Exercise objective: Down to the final line, print the records below exactly and without pictures.

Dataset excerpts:
——————————
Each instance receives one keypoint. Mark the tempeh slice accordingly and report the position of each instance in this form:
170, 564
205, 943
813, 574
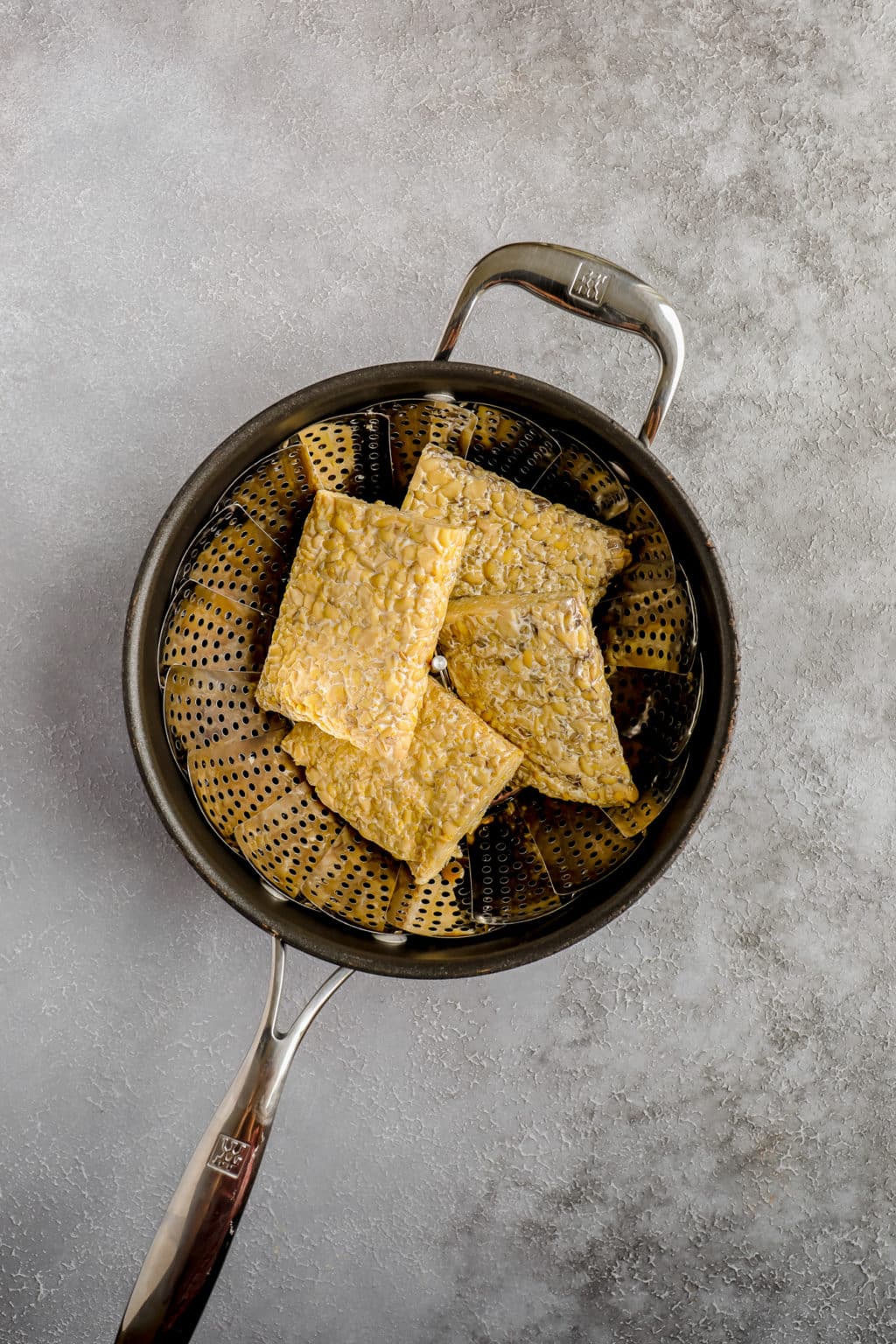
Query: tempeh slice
532, 668
359, 621
519, 541
421, 807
——————————
Exercise output:
Each instance receives one keypoint. Mark the tempeh slice accordingly and report the position of each instance in this form:
170, 564
205, 943
813, 574
Query: tempeh slice
532, 668
359, 621
519, 541
421, 807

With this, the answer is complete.